WRITTEN EXERCISE
Exactly as they appear, output all of the entries.

::::

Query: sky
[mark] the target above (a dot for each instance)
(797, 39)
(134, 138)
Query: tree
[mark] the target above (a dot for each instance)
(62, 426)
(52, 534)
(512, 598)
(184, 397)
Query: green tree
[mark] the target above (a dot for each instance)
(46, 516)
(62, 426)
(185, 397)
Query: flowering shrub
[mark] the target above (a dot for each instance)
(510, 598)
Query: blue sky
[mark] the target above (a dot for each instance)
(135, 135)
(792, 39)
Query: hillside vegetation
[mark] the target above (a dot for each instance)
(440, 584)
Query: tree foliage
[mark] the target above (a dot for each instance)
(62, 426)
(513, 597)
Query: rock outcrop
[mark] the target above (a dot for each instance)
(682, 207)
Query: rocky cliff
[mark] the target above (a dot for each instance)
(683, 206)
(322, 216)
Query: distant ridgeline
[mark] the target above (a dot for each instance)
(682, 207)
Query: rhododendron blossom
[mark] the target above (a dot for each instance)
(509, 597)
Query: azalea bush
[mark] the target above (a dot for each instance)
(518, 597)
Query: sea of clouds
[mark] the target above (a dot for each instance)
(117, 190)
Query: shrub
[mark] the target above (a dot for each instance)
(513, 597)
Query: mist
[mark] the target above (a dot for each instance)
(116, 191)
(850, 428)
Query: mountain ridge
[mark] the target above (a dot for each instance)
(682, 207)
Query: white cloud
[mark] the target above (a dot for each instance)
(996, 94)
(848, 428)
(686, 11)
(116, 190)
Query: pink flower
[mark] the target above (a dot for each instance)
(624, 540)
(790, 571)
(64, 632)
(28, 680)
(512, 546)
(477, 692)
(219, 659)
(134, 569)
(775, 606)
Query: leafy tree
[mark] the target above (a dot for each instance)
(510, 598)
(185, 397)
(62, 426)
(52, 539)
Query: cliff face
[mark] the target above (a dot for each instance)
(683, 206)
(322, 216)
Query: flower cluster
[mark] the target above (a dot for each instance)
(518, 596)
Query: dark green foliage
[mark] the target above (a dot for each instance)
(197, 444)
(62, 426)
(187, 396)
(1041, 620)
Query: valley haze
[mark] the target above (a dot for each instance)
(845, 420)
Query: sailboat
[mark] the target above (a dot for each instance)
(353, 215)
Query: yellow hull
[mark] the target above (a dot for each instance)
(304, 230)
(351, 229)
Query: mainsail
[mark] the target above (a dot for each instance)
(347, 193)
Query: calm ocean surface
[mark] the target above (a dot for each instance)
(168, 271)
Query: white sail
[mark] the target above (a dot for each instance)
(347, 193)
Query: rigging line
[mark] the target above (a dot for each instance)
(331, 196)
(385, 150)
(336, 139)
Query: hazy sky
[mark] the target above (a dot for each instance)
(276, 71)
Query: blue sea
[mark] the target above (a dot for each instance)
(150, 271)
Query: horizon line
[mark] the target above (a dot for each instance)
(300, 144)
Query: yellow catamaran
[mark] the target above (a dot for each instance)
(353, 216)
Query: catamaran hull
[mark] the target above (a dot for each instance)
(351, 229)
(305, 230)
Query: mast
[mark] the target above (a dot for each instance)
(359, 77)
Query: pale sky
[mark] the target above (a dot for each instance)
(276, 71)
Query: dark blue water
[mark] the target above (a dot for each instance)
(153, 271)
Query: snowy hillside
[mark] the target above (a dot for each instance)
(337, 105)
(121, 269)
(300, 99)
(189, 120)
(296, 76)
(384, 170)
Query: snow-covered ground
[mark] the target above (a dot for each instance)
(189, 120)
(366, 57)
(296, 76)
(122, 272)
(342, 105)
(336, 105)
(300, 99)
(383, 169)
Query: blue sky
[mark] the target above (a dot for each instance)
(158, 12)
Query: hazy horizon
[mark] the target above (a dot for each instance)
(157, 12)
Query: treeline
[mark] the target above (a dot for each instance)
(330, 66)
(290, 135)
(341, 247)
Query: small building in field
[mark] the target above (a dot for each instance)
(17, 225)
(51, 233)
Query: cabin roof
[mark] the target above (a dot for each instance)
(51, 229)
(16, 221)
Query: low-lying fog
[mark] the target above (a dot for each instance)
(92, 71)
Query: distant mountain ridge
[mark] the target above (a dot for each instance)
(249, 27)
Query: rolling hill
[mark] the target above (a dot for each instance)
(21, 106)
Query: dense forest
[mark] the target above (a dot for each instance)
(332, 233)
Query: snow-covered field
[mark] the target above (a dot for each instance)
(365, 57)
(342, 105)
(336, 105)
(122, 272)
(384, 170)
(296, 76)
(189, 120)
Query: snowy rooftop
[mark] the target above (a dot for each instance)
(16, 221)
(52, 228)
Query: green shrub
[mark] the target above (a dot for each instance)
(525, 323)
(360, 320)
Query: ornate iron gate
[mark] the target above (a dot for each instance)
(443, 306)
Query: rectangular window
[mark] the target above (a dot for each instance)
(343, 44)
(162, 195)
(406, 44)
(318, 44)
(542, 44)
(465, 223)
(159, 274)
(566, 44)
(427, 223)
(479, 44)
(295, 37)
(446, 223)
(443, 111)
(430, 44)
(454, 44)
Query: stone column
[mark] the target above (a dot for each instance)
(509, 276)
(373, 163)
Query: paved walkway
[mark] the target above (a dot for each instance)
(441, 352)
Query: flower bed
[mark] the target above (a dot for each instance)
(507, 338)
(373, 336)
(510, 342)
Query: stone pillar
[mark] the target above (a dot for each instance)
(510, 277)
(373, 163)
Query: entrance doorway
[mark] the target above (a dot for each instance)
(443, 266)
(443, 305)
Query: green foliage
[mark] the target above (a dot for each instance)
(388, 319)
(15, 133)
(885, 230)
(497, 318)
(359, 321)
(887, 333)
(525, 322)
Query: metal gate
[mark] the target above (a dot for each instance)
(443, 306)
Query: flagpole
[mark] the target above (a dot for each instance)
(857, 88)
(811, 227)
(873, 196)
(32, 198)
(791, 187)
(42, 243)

::::

EXERCISE OUTPUT
Query: sky
[mark] the target above (a dot for each instance)
(797, 39)
(134, 138)
Query: tree
[mark] the target above (a dot for each instance)
(62, 426)
(52, 534)
(512, 598)
(184, 397)
Query: green tree
[mark] the target above (a dot for each instance)
(46, 516)
(62, 426)
(185, 397)
Query: flowering shrub
[mark] the target above (a dot for each instance)
(510, 598)
Query: blue sky
[mark] the target above (a dot for each instance)
(135, 135)
(792, 39)
Query: hillside vegetation
[mark] the target above (a dot for each instance)
(440, 584)
Query: tree foliage
[mark] the target above (a dot for each instance)
(62, 426)
(513, 597)
Query: rock outcrop
[mark] the target above (a dot for each instance)
(682, 207)
Query: rocky cliff
[mark] the target above (a dot for each instance)
(683, 206)
(322, 216)
Query: distant ridgeline
[mark] the target above (a dot for each instance)
(682, 207)
Query: rhododendron blossom
[mark] the target above (a dot for each instance)
(509, 597)
Query: azalea bush
[mark] the target above (a dot for each instance)
(518, 597)
Query: sea of clouds
[mark] the target above (a dot for each instance)
(117, 190)
Query: shrub
[mark] the target above (a dot for each instance)
(513, 597)
Query: mist
[mark] the target above (a dot for each instance)
(116, 191)
(850, 428)
Query: mountain ridge
[mark] the target above (a dot for each instance)
(682, 207)
Query: white cloud
[mark] the target above (a dot for each instance)
(996, 94)
(848, 428)
(686, 11)
(116, 190)
Query: pink flower
[mark] the target above (a dot for each instance)
(624, 540)
(790, 571)
(64, 632)
(28, 680)
(512, 546)
(477, 692)
(219, 659)
(134, 569)
(775, 606)
Query: leafy tree
[mark] the target above (a dot for each instance)
(510, 598)
(185, 397)
(62, 426)
(52, 539)
Query: cliff face
[mark] the target above (a dot for each instance)
(683, 206)
(322, 216)
Query: flower cluster
[mark] the target above (a dot for each instance)
(518, 596)
Query: dark green foliage
[mark] the target above (a dot for each instance)
(197, 444)
(62, 426)
(187, 396)
(1041, 620)
Query: valley haze
[mark] the target above (a dot for each instance)
(845, 420)
Query: sailboat
[mark] the target above (a dot for each instance)
(353, 215)
Query: yellow hull
[mark] the target above (a dot for each instance)
(304, 230)
(351, 229)
Query: mainsail
[mark] the target above (a dot for each instance)
(347, 193)
Query: calm ocean surface
[mark] the target above (a dot for each instance)
(168, 271)
Query: white sail
[mark] the target above (a dot for each instance)
(347, 193)
Query: rigging line
[mark] the target above (a dot for each instance)
(331, 196)
(385, 150)
(336, 139)
Query: hazy sky
[mark] the target above (a dot for each instance)
(276, 71)
Query: blue sea
[mark] the target above (a dot for each instance)
(150, 271)
Query: horizon line
[mark] the target above (a dot for each instance)
(300, 144)
Query: yellow catamaran
[mark] the target above (a dot for each instance)
(353, 216)
Query: catamaran hull
[mark] the target above (a dot for each instance)
(351, 229)
(305, 230)
Query: mast
[mark] the target above (a dot for each instance)
(359, 77)
Query: pale sky
[mark] the target above (a dot for each instance)
(276, 71)
Query: dark blue water
[mark] the target above (a dot for each instance)
(153, 271)
Query: snowy hillside
[mark] the target above (a dot for each instance)
(337, 105)
(121, 269)
(300, 99)
(189, 120)
(296, 76)
(384, 170)
Query: snow-covered ground
[mark] the target above (a dot for each instance)
(189, 120)
(366, 57)
(296, 76)
(122, 272)
(342, 105)
(336, 105)
(300, 99)
(383, 169)
Query: blue sky
[mark] the target above (a dot for each instance)
(158, 12)
Query: hazy horizon
[mark] the target above (a dot for each instance)
(157, 12)
Query: treeline
[mark] the target above (a dot for each instance)
(330, 66)
(290, 135)
(341, 247)
Query: small building in field
[mark] the target above (a dot for each instance)
(17, 225)
(51, 233)
Query: cabin roof
[mark] the target above (a dot for each instance)
(51, 229)
(16, 221)
Query: low-lying fog
[mark] the target above (a dot for each instance)
(92, 71)
Query: distant mountain ridge
[mark] the target above (a dot for each instance)
(249, 27)
Query: rolling hill
[mark] the target above (a dot for each instance)
(21, 106)
Query: dense forest
[mark] the target above (a dot for each instance)
(332, 233)
Query: snow-covered field
[mark] the target above (a dot for each instance)
(365, 57)
(342, 105)
(336, 105)
(122, 272)
(384, 170)
(296, 76)
(189, 120)
Query: snowy rooftop
[mark] the target above (a dot for each instance)
(16, 221)
(52, 228)
Query: green shrub
[mark] the target above (a dot for each instance)
(525, 323)
(360, 320)
Query: ornate iron gate
[mark] the target above (a dot for each instance)
(443, 306)
Query: rectangular window
[mark] the target above (a dot for each instance)
(343, 44)
(162, 195)
(406, 44)
(318, 44)
(542, 44)
(465, 223)
(159, 274)
(566, 44)
(427, 223)
(479, 44)
(295, 37)
(446, 223)
(443, 111)
(430, 44)
(454, 44)
Query: stone column
[mark] the target above (a dot for each instance)
(509, 276)
(373, 163)
Query: paved walkway
[mark] the target above (a dot for each instance)
(441, 352)
Query: flower bed
[mark] the target above (a dot for each instance)
(507, 338)
(373, 336)
(510, 342)
Query: stone pillar
[mark] the target above (a dot for each instance)
(510, 277)
(373, 163)
Query: entrance doorway
[mark] the target above (a dot for each instance)
(443, 266)
(443, 305)
Query: green foliage
[mark] the target above (a dot for each instance)
(388, 319)
(15, 133)
(885, 230)
(497, 318)
(359, 321)
(887, 333)
(525, 322)
Query: metal gate
[mark] the target above (a dot for each instance)
(443, 306)
Query: flagpole
[mark] the target above (a dot for each instance)
(857, 88)
(811, 227)
(873, 196)
(32, 198)
(791, 187)
(42, 243)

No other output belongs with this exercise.